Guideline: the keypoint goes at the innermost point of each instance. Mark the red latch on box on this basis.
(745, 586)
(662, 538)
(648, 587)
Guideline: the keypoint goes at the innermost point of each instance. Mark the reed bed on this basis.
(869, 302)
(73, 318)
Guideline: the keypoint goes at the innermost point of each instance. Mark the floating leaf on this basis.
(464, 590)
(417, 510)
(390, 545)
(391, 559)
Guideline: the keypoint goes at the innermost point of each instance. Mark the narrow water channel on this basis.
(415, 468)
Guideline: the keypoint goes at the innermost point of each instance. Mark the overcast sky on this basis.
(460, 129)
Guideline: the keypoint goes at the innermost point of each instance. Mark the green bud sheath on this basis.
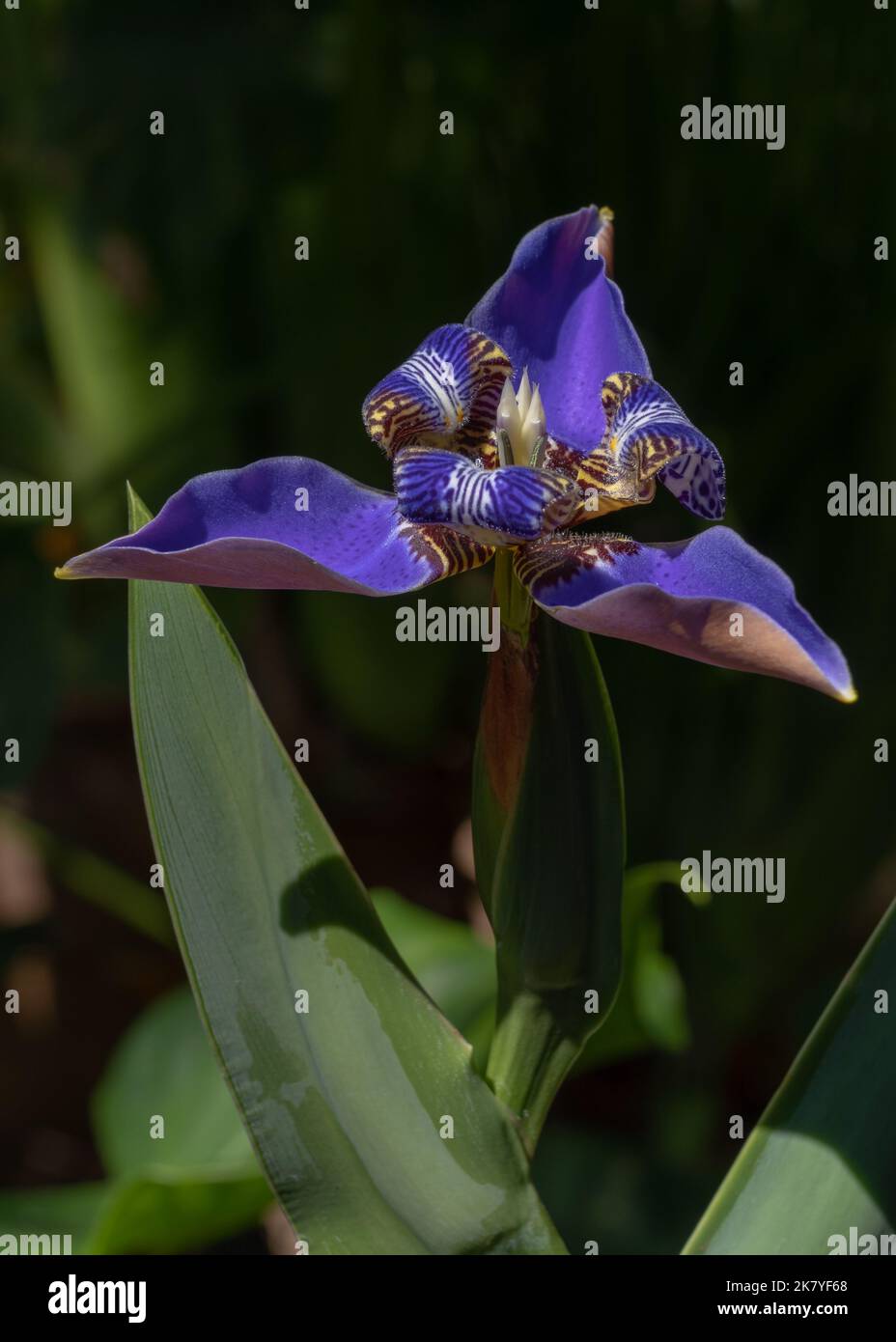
(548, 835)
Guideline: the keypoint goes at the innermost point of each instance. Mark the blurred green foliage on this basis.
(180, 248)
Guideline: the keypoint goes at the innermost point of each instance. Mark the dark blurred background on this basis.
(324, 124)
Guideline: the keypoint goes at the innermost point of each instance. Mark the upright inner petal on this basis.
(445, 395)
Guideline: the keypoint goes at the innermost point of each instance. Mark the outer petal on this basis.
(557, 313)
(445, 395)
(500, 506)
(248, 529)
(650, 435)
(679, 596)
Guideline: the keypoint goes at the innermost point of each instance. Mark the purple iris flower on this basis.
(520, 429)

**Required task**
Copy all of the material above word for word, without the pictures.

**Written response**
Guideline: the keypoint goes at the innermost point of each instance. Mark the red latch on box on this basis.
(745, 586)
(662, 538)
(648, 587)
Guideline: the keypoint goes at the innermost point of each instance. Mark the reed bed on this basis.
(869, 302)
(73, 318)
Guideline: the keypoint goes at the innermost point of each instance. Mark the floating leaf on this basis.
(464, 590)
(417, 510)
(390, 545)
(391, 559)
Guideline: the keypoint goes at the innermost point of each instance. Mark the narrow water channel on this basis.
(415, 468)
Guideline: the keypoint goes at the innermost point of each instance. Mark the overcast sky on this basis.
(460, 129)
Guideline: the keypoint goes at the innermost point of each instance. Mark the green bud sheath on this basis.
(548, 835)
Guideline: the keypoint goes at the innermost point of each instance. Mark the blurred green foliage on this basis.
(180, 248)
Guideline: the keypoint goes at the innermost point of each instance. Mark the dark blurred background on this basis.
(324, 124)
Guideline: the keypoint goes at the innermost point of each instance. Mark the upright inner petal on this basis.
(445, 395)
Guideline: the keypoint goes at the innermost point of each instance. Mark the outer petal on this basis.
(557, 313)
(445, 395)
(500, 506)
(248, 529)
(650, 435)
(679, 596)
Guideline: the keypoint goes at the innermost point of each instance. Mark the purple iris flower on this basis.
(520, 429)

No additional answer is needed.